> **TASK BRIEF**
Every line from the beginning of the records below up to the one holding "Target: orange-yellow flower cluster" should be quoted exactly; leave out the rest.

*** Opening LISTED ENTRIES ***

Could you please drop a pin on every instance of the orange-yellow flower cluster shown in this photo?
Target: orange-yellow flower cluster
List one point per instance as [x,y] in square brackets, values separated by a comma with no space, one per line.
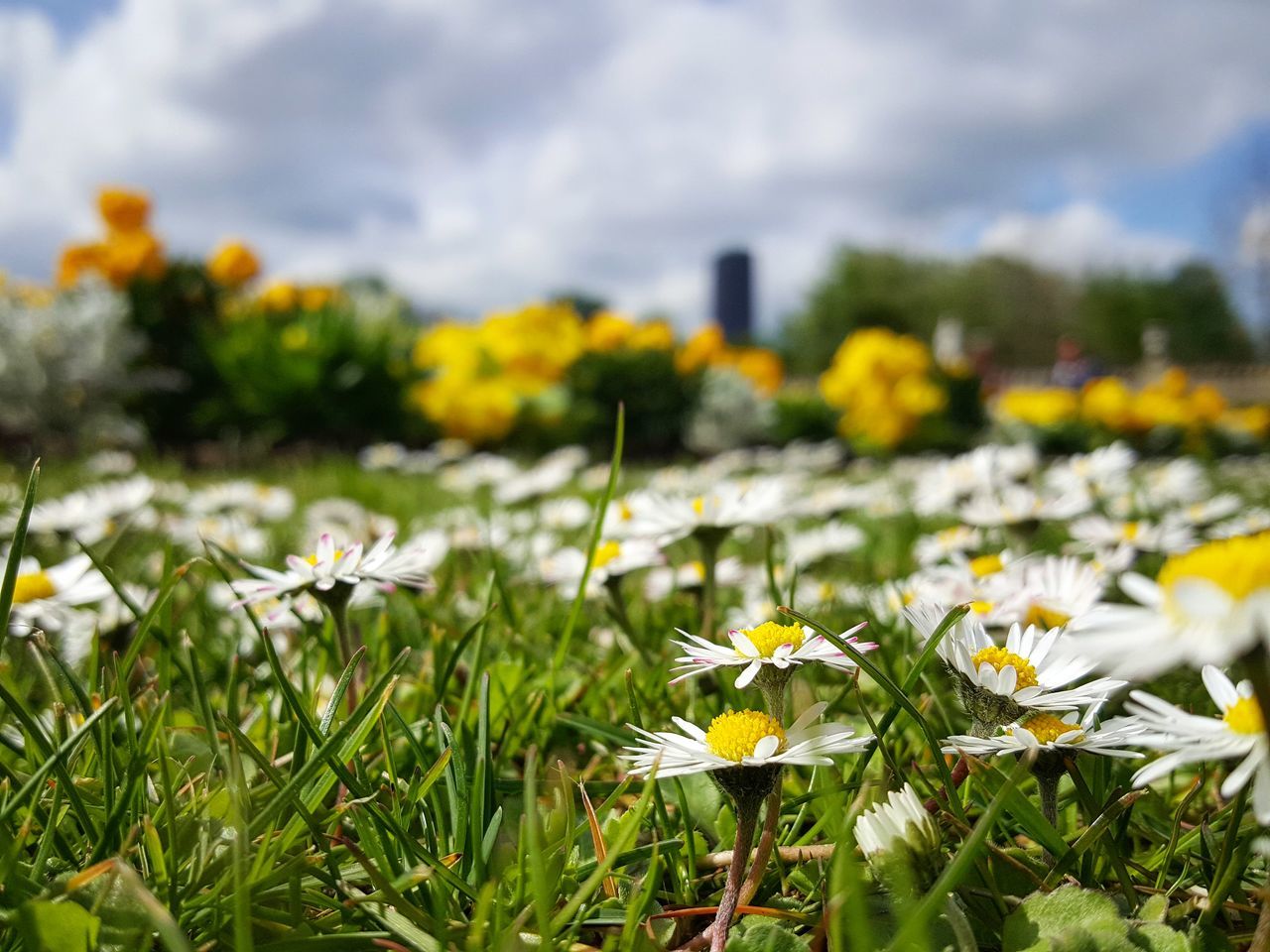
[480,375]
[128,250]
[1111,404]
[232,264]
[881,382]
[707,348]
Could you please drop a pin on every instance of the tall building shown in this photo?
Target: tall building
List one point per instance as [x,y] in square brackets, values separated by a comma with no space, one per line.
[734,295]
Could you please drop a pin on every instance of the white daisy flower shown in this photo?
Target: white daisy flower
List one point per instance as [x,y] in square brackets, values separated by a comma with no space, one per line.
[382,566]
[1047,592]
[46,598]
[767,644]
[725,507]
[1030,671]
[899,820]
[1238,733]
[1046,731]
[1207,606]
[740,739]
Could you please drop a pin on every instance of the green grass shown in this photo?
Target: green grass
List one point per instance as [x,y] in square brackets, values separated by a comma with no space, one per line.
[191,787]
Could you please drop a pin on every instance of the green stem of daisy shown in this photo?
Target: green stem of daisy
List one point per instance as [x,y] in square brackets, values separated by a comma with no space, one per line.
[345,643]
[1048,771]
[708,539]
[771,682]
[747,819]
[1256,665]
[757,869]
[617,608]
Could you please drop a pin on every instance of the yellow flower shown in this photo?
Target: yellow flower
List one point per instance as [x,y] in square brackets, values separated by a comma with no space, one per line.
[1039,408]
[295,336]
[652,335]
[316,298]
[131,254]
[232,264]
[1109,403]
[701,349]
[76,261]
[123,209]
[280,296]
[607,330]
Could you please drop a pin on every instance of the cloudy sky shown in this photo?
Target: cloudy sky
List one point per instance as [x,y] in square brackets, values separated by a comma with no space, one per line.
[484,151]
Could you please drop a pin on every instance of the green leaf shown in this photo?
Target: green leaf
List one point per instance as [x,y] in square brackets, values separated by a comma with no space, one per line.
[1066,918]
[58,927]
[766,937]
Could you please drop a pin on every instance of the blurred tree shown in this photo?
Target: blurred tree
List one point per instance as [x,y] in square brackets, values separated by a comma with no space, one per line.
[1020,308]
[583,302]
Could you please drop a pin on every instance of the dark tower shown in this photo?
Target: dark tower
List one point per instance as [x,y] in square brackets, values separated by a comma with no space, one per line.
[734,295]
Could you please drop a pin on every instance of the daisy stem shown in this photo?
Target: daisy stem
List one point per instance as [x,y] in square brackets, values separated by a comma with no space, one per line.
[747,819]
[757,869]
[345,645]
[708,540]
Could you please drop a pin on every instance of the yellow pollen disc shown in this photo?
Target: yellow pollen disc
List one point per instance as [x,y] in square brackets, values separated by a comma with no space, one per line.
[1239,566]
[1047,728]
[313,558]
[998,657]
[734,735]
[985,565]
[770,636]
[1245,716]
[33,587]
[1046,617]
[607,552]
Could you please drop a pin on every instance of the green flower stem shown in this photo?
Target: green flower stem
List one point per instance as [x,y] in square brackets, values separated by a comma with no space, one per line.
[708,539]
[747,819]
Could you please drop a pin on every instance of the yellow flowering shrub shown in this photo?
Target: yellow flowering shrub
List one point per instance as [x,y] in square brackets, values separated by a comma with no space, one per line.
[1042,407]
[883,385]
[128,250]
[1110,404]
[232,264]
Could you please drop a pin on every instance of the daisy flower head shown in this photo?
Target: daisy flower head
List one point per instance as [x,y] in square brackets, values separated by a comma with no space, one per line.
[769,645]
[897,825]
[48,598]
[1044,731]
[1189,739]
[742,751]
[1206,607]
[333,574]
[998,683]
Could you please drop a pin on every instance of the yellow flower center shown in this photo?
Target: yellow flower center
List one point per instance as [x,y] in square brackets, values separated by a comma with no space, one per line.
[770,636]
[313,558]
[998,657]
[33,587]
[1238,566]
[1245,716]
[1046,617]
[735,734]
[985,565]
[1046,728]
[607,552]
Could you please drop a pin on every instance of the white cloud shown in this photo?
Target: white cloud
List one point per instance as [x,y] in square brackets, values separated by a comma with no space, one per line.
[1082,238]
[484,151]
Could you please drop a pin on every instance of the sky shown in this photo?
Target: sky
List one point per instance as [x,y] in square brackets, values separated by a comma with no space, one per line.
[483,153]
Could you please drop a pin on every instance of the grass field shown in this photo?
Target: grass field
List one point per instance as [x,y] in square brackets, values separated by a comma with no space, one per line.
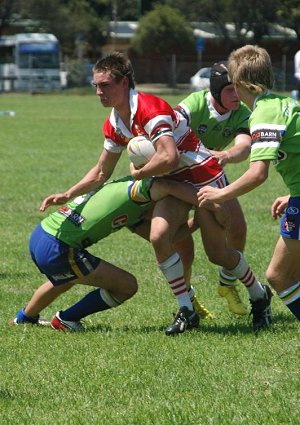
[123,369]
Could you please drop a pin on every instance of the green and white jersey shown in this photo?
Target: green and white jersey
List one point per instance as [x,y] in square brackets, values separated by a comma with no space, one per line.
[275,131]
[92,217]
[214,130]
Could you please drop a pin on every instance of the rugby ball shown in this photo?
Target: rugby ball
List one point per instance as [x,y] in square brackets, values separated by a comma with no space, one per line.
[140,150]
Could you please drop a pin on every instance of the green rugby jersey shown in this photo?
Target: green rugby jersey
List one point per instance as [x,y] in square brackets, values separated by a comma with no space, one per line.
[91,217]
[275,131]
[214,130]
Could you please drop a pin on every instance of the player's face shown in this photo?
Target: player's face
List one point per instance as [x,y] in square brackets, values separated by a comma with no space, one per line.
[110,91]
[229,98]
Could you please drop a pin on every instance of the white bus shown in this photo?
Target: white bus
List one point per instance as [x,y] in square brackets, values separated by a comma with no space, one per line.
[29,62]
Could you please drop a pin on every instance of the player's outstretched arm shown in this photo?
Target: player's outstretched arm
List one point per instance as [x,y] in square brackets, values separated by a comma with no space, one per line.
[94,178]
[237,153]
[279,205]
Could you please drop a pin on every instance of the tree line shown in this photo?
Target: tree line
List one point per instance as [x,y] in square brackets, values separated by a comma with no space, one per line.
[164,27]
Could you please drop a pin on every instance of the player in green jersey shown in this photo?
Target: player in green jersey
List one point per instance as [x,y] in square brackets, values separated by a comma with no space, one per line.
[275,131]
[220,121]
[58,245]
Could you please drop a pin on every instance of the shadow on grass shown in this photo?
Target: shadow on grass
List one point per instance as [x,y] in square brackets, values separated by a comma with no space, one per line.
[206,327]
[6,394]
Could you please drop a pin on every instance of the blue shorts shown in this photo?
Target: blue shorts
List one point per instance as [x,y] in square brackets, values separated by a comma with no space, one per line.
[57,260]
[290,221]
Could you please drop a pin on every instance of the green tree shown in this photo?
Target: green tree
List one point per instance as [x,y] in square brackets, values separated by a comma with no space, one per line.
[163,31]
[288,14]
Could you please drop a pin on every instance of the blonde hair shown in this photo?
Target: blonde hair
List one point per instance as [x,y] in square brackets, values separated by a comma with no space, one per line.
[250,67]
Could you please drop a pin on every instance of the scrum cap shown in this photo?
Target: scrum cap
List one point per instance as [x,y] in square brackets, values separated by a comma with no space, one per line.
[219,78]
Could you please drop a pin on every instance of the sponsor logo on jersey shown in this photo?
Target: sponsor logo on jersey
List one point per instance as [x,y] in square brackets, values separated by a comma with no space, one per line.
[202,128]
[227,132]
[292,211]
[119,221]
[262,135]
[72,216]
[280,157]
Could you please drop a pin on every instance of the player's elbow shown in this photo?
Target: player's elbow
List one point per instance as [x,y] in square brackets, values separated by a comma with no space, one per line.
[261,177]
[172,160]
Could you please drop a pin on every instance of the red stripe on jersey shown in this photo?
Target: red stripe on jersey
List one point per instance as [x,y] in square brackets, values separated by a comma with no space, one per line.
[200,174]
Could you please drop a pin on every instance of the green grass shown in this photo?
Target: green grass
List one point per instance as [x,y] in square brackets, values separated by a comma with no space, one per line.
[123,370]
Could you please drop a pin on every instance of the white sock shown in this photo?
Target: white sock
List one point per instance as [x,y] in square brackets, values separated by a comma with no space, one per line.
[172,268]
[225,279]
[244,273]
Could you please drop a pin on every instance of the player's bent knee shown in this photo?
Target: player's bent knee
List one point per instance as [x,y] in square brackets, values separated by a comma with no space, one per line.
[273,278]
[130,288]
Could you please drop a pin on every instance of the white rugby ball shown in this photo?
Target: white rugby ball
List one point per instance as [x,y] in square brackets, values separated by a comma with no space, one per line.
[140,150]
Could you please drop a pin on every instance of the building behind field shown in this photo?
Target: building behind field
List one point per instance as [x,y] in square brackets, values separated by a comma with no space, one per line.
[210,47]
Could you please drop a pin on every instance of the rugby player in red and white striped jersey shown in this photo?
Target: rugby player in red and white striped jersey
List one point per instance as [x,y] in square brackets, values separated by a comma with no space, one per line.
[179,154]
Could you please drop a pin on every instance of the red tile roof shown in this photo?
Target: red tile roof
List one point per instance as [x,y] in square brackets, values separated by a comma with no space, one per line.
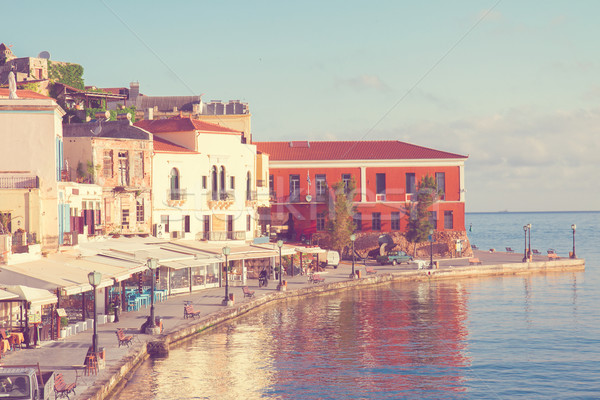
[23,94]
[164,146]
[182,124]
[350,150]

*** Closing LISTED ENTRIES ***

> **WRITTEN SOLUTION**
Could you please drop a pin on every instance of the orange-yellow flower cluster shown in this photo?
Target: orange-yellow flower cluster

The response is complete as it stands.